◆ ACTION ITEM:
Go through the data and copy each line that holds "boat".

◆ DATA:

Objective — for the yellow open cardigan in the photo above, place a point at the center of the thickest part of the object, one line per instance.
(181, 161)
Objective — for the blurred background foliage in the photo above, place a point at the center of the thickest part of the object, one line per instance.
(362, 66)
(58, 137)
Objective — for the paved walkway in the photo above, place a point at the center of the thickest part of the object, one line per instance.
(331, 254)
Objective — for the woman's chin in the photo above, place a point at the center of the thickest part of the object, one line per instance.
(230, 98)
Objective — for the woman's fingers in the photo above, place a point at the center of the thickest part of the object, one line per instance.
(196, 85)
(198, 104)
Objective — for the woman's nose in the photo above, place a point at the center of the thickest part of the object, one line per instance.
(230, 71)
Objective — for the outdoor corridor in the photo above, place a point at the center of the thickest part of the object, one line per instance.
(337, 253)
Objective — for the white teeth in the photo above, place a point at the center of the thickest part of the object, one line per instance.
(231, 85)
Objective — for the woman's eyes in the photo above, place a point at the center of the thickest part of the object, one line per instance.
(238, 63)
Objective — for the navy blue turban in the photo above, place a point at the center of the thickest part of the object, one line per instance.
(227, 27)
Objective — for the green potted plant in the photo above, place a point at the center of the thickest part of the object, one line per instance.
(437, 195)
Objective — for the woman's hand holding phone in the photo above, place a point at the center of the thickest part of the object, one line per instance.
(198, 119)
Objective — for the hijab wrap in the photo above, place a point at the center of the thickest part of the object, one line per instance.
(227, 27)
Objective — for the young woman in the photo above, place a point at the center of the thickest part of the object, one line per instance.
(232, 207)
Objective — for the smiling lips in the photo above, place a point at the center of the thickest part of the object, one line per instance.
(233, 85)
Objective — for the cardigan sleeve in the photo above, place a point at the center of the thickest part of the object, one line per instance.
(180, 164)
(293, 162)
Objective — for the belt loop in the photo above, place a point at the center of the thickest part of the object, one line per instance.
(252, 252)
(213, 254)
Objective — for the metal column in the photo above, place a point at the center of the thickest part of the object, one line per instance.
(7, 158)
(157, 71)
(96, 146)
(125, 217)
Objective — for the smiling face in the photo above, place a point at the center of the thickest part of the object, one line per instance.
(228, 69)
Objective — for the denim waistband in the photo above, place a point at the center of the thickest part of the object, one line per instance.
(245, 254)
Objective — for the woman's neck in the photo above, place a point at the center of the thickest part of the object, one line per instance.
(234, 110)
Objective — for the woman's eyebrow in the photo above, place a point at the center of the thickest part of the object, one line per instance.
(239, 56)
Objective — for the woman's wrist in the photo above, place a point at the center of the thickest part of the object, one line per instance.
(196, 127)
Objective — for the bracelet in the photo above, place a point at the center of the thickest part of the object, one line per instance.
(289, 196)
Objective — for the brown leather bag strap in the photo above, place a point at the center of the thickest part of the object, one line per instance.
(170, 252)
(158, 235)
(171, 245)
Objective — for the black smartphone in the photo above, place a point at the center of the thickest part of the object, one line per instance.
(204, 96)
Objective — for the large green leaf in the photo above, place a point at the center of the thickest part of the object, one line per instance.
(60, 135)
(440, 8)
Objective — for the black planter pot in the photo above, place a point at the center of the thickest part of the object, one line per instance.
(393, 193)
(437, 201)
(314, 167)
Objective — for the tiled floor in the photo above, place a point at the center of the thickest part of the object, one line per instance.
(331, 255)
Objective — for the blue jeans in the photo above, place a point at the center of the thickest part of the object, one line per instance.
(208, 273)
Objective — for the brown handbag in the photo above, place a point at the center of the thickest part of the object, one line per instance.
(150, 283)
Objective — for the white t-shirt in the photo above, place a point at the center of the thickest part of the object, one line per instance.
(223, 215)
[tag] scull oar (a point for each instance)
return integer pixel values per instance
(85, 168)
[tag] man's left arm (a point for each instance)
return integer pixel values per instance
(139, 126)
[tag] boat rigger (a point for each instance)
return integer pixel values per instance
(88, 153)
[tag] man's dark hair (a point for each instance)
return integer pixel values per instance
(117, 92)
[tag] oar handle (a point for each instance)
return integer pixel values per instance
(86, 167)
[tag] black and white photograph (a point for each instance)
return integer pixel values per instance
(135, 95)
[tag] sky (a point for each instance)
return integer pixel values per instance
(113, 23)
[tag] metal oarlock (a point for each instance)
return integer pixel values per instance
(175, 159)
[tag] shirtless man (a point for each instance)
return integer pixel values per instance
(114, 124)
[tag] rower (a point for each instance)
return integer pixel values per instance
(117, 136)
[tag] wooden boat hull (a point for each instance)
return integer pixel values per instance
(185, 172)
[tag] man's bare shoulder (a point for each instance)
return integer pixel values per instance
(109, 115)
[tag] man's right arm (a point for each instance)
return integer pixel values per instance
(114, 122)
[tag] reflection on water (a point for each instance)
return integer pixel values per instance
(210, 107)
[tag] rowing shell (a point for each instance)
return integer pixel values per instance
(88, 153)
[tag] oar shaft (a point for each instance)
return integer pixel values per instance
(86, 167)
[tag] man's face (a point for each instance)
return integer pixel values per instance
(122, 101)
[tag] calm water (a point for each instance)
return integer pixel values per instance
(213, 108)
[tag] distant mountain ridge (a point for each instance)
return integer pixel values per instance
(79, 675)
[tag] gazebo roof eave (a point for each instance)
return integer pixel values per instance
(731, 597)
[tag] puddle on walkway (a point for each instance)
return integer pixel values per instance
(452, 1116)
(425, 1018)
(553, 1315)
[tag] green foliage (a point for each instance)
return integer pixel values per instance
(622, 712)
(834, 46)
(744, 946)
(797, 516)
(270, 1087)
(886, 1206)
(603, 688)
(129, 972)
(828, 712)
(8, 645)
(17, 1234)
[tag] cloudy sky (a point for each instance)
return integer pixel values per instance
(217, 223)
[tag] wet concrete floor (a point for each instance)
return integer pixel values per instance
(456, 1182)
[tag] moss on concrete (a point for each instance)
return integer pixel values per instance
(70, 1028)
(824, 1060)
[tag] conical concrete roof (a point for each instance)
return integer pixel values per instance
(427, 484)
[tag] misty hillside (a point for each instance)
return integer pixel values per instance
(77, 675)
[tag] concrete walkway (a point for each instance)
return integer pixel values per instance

◆ ANSWER TO THIS EXERCISE:
[tag] boat rigger (a point for each instance)
[tag] wooden boat hull (a point for each instance)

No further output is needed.